● **What to do**:
Reproduce the records starting at the line that contains "Task: set one pin on each instance of the green" and ending at the last line of the records, requests included. Shift every x and y coordinate in the answers by -24, and leave the requests and their format samples unchanged.

========================================

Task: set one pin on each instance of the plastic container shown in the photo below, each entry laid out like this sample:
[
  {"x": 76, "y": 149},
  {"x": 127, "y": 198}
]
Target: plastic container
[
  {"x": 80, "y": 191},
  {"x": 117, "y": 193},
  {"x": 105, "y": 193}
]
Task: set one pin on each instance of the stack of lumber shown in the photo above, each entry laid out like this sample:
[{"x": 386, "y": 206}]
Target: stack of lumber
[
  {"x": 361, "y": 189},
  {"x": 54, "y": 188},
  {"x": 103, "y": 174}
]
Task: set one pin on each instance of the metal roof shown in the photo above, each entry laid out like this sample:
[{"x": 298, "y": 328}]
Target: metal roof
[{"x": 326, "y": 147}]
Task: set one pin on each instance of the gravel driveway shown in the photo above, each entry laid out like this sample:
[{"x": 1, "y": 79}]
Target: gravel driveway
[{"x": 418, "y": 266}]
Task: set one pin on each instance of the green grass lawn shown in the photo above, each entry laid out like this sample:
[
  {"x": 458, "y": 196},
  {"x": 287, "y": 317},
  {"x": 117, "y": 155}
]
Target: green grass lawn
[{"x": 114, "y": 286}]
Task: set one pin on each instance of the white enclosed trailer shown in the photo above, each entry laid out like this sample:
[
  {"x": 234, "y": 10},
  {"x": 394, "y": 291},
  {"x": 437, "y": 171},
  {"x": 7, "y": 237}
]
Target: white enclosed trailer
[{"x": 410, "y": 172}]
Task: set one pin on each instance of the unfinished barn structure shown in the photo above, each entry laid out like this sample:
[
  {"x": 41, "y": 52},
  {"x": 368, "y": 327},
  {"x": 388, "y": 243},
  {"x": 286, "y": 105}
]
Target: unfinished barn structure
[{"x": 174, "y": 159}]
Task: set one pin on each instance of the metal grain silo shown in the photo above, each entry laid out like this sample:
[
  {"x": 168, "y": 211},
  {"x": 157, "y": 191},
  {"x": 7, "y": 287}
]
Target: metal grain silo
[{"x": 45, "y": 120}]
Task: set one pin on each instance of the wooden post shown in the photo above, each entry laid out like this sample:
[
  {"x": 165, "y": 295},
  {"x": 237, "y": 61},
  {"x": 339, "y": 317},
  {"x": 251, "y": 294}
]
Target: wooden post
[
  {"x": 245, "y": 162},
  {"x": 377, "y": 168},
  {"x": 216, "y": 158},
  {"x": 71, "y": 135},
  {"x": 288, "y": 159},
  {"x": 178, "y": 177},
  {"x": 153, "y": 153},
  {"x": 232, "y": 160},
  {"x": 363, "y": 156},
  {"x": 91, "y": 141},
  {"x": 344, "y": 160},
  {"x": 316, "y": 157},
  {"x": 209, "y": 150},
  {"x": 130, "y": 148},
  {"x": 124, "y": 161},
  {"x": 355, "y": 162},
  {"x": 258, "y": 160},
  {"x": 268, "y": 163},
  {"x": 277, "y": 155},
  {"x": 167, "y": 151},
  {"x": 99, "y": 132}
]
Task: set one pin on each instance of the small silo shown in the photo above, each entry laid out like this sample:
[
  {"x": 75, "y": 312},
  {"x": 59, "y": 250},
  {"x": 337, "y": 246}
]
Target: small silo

========================================

● **Exercise output**:
Task: set one pin on each instance of the green grass lawn shown in the photo above, each entry laid out like this sample:
[
  {"x": 458, "y": 196},
  {"x": 287, "y": 317},
  {"x": 117, "y": 155}
]
Target: green grass lawn
[{"x": 90, "y": 262}]
Task: set one pin on each instance of the white enclosed trailer shown in the photo above, each entry laid out like this sample:
[
  {"x": 234, "y": 10},
  {"x": 394, "y": 291},
  {"x": 437, "y": 171},
  {"x": 7, "y": 237}
]
Target: white enclosed trailer
[{"x": 386, "y": 148}]
Task: set one pin on each instance of the unfinished barn structure shown in the photo above, each entry laid out like this sample:
[
  {"x": 41, "y": 52},
  {"x": 368, "y": 327},
  {"x": 388, "y": 243},
  {"x": 286, "y": 105}
]
Target: unfinished barn structure
[{"x": 150, "y": 135}]
Task: set one pin on each instance of the metal grain silo shown in the photo above, each entry laid out like this sample:
[
  {"x": 168, "y": 211},
  {"x": 157, "y": 191},
  {"x": 7, "y": 287}
]
Target: metal grain silo
[{"x": 21, "y": 96}]
Task: set one pin on each instance of the wooden post shown in the photo above, each entry laid out like this sample:
[
  {"x": 165, "y": 295},
  {"x": 237, "y": 61},
  {"x": 339, "y": 317},
  {"x": 251, "y": 294}
]
Target: wooden post
[
  {"x": 221, "y": 138},
  {"x": 353, "y": 144},
  {"x": 192, "y": 134},
  {"x": 47, "y": 111},
  {"x": 264, "y": 135},
  {"x": 154, "y": 153},
  {"x": 129, "y": 129},
  {"x": 208, "y": 136},
  {"x": 339, "y": 132},
  {"x": 67, "y": 117},
  {"x": 320, "y": 136},
  {"x": 292, "y": 133},
  {"x": 185, "y": 126},
  {"x": 106, "y": 124},
  {"x": 100, "y": 137},
  {"x": 331, "y": 138},
  {"x": 234, "y": 136},
  {"x": 244, "y": 139},
  {"x": 253, "y": 131},
  {"x": 143, "y": 127},
  {"x": 75, "y": 108}
]
Task: set one pin on each instance of the small silo shown in the photo above, each entry laid out like this sample:
[
  {"x": 75, "y": 312},
  {"x": 59, "y": 250},
  {"x": 337, "y": 246}
]
Target: small silo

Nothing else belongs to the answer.